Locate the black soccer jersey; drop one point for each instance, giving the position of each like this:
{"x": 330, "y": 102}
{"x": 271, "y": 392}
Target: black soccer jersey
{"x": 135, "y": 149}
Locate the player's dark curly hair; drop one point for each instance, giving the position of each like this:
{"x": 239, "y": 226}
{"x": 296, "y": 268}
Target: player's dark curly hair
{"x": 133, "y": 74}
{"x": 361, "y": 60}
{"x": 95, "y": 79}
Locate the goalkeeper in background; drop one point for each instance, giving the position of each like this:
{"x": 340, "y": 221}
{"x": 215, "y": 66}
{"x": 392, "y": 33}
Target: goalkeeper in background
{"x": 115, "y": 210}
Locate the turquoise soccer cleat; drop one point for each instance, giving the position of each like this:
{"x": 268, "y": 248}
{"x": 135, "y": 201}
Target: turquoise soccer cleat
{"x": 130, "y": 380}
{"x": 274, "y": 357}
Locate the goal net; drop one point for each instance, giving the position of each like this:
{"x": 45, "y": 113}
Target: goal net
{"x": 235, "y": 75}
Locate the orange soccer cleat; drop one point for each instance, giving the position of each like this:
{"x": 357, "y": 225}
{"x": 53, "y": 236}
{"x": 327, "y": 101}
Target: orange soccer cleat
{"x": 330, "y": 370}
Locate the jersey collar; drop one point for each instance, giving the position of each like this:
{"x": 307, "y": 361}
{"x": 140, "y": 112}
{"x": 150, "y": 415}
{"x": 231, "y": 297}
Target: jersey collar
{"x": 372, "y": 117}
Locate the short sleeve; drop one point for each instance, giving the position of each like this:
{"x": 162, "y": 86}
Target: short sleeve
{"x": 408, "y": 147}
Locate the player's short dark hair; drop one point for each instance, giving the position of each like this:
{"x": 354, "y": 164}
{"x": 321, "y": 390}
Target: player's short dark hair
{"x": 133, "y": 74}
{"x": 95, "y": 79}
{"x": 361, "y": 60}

Problem description: Return the lines above, from the one containing "Locate the player's short" to the end, exactly as they stand.

Answer space:
Locate the player's short dark hair; drop one point for each instance, giving the position of each like this:
{"x": 354, "y": 164}
{"x": 321, "y": 390}
Target: player's short dark hair
{"x": 133, "y": 74}
{"x": 95, "y": 79}
{"x": 361, "y": 60}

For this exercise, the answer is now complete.